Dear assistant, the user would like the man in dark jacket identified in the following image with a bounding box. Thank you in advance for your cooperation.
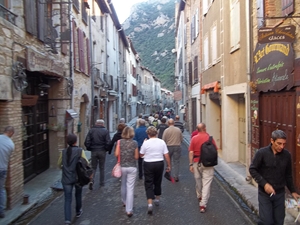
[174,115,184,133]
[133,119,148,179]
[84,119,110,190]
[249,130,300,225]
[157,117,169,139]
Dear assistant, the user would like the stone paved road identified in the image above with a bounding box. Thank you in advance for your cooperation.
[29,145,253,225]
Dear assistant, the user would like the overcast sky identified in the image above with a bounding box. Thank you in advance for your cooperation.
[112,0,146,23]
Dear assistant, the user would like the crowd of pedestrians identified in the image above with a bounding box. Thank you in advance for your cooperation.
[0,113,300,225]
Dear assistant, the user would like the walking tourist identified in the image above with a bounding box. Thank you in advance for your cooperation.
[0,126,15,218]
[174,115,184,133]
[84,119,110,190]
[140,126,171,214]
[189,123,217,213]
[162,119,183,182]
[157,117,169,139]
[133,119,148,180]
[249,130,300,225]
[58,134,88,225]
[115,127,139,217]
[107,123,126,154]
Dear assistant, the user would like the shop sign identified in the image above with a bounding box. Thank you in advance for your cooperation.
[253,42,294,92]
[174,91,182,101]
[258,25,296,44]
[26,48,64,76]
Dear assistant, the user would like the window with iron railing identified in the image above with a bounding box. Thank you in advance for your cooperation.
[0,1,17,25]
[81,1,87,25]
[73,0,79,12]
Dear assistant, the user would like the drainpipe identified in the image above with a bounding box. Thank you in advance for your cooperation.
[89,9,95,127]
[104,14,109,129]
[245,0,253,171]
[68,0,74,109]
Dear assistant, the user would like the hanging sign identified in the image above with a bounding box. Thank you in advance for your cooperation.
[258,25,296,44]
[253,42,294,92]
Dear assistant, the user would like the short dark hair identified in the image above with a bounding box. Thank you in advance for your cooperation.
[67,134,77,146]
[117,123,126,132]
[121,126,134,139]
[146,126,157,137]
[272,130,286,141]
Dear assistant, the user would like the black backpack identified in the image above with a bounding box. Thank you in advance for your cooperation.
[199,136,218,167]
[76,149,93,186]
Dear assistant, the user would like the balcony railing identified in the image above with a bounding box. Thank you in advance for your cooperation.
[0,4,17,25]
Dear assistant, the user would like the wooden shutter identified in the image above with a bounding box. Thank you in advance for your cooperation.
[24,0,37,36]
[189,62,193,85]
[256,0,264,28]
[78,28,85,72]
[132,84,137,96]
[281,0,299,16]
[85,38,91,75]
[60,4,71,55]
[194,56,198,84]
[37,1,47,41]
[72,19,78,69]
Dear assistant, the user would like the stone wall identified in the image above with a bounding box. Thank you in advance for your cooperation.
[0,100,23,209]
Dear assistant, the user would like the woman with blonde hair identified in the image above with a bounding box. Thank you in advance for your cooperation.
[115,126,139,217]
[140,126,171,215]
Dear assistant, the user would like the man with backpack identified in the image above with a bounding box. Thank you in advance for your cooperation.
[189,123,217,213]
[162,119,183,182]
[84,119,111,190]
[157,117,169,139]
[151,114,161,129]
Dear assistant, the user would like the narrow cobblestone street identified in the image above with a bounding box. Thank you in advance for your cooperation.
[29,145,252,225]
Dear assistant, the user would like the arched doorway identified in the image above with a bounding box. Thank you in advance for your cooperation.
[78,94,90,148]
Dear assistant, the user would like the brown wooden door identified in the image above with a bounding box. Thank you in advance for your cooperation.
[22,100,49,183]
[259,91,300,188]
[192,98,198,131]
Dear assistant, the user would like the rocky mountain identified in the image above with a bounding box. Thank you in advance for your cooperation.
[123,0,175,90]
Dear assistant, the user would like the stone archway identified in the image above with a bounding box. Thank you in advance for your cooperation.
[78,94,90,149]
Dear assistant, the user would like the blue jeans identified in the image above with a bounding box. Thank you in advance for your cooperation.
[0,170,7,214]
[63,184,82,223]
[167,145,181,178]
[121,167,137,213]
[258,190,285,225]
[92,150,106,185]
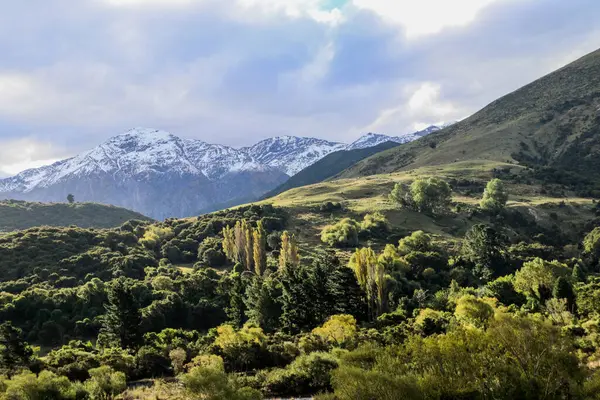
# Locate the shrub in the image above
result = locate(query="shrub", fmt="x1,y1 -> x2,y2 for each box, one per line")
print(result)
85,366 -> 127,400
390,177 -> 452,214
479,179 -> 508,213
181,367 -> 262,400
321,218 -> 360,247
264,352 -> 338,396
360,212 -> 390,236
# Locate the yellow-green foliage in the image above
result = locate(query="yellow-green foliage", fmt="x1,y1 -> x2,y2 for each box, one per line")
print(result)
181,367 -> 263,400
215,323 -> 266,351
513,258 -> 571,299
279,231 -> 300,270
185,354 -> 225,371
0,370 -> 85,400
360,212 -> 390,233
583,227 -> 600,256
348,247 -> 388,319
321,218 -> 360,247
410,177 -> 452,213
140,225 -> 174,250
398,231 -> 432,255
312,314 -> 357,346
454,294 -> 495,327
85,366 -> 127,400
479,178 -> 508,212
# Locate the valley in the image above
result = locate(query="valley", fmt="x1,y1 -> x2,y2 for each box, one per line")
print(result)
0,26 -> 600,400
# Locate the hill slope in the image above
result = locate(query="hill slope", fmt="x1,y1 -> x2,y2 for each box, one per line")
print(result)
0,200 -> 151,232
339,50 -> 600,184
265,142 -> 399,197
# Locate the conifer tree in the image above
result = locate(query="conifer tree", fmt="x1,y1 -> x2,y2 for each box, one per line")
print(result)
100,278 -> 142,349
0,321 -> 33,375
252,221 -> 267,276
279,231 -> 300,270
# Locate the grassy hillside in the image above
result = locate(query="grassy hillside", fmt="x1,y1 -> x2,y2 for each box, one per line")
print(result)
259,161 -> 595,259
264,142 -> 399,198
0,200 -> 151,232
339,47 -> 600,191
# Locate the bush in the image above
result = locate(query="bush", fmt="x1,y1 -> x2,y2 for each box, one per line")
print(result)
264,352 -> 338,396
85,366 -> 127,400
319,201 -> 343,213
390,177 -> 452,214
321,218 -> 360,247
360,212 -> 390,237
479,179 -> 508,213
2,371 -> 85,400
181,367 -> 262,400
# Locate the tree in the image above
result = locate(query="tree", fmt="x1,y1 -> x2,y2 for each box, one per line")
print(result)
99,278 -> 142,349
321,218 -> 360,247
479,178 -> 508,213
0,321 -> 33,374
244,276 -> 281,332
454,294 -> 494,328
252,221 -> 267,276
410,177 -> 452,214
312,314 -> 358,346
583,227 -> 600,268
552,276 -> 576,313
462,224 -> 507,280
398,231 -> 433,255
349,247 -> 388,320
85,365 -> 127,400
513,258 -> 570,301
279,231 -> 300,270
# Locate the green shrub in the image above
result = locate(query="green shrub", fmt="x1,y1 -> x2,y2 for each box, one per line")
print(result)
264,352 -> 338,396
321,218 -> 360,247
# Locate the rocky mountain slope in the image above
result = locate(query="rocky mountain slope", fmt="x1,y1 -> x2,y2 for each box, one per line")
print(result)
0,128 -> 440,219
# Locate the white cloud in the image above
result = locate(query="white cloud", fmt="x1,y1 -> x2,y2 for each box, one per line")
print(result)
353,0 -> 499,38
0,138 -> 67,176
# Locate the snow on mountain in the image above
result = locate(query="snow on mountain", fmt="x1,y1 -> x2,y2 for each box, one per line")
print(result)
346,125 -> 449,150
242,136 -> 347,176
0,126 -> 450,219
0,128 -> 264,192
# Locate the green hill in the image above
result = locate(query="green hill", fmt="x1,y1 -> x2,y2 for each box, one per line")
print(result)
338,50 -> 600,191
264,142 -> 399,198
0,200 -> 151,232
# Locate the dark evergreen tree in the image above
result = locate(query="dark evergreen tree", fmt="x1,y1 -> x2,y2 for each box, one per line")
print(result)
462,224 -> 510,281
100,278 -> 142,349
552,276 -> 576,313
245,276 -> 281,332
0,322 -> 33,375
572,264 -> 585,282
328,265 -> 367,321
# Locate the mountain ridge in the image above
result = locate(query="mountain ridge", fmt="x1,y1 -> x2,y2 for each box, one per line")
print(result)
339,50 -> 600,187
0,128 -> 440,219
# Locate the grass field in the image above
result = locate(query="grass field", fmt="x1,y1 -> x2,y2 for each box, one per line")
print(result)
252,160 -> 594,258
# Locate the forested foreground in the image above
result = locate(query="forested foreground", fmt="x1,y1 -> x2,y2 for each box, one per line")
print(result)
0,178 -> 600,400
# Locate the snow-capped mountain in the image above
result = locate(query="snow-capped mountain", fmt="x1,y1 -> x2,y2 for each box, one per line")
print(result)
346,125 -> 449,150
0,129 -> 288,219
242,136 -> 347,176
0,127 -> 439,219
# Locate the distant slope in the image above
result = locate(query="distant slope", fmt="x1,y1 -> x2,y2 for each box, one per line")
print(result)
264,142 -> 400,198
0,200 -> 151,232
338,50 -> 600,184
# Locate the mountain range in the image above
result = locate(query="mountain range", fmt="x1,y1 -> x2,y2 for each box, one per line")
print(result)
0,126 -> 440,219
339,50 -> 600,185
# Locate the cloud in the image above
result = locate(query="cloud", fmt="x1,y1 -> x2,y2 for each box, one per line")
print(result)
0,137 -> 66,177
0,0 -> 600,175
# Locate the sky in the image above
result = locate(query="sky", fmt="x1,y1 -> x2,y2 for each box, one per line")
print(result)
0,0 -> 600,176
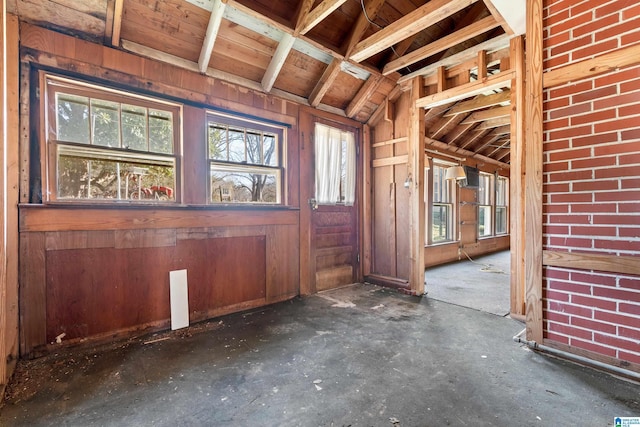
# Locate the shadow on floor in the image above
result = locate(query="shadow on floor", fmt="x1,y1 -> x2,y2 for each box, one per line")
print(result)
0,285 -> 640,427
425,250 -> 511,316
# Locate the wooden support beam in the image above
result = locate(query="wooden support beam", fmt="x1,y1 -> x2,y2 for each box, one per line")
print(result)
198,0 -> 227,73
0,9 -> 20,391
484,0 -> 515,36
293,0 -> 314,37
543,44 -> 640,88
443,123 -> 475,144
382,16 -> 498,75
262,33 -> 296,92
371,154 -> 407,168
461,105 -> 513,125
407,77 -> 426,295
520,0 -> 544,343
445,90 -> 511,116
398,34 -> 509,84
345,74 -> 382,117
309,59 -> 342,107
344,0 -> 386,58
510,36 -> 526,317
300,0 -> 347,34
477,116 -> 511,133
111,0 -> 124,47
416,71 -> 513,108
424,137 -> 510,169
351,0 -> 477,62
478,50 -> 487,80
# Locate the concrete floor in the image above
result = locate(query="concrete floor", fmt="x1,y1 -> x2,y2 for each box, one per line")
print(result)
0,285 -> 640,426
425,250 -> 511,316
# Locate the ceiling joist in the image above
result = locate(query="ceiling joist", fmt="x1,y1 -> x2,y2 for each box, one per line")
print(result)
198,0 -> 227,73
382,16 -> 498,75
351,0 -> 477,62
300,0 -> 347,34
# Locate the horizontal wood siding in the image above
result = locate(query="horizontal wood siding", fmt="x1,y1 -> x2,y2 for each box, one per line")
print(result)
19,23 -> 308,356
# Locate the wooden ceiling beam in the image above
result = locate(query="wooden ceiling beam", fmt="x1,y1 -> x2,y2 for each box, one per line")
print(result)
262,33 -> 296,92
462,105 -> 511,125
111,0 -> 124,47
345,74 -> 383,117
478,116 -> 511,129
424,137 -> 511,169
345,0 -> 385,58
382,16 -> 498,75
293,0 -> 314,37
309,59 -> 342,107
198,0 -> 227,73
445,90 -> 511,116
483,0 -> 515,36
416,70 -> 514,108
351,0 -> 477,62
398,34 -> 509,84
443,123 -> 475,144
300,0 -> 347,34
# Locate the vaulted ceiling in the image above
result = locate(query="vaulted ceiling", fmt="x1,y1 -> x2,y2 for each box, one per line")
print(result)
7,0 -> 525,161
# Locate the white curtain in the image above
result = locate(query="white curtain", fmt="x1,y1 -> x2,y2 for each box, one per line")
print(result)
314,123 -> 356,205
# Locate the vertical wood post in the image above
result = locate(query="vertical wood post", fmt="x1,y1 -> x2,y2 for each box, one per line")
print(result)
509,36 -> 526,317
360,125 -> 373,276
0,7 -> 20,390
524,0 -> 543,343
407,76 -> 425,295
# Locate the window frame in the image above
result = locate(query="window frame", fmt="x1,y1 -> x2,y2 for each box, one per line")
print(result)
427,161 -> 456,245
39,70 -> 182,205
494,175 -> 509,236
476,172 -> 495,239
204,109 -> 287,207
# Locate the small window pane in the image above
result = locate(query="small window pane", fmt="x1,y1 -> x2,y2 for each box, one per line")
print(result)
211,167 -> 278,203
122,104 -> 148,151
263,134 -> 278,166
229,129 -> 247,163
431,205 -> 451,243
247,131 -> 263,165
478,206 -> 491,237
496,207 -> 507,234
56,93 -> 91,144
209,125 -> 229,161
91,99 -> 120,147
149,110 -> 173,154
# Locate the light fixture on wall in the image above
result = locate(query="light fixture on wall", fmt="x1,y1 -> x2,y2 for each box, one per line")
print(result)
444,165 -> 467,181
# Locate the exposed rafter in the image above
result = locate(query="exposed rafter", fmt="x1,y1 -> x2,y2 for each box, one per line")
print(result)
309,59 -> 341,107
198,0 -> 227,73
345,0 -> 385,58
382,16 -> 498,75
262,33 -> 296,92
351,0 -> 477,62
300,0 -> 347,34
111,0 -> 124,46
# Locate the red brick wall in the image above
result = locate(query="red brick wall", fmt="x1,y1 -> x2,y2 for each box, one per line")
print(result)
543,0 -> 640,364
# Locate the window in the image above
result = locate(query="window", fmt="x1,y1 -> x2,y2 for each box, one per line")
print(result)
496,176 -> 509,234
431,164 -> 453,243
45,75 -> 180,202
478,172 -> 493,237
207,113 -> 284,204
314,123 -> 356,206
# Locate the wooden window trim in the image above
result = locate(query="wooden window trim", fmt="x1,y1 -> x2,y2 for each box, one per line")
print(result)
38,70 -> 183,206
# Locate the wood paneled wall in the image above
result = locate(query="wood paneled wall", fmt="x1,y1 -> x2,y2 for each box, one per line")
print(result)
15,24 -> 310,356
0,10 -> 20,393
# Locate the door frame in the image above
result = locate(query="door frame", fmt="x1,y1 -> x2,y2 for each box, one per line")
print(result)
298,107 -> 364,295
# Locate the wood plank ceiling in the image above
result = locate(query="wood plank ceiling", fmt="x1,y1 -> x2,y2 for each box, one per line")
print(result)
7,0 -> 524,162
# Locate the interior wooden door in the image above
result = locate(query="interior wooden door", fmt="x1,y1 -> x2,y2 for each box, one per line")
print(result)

■ The request
Arrange the listing, starting at the line that contains "Dear assistant, the user would like the arched" and ending at the line that contains "[78,94,90,148]", as a two-column CSV with the headers input and output. Give one row for each text and the answer that follows it, with each in its own quoted field and any line breaks turned into spaces.

■ Exercise response
input,output
"Dear assistant, the user would like the arched doorway identified in the image above with a bounding box. Thank you in advance for your cooperation.","[78,94,90,148]"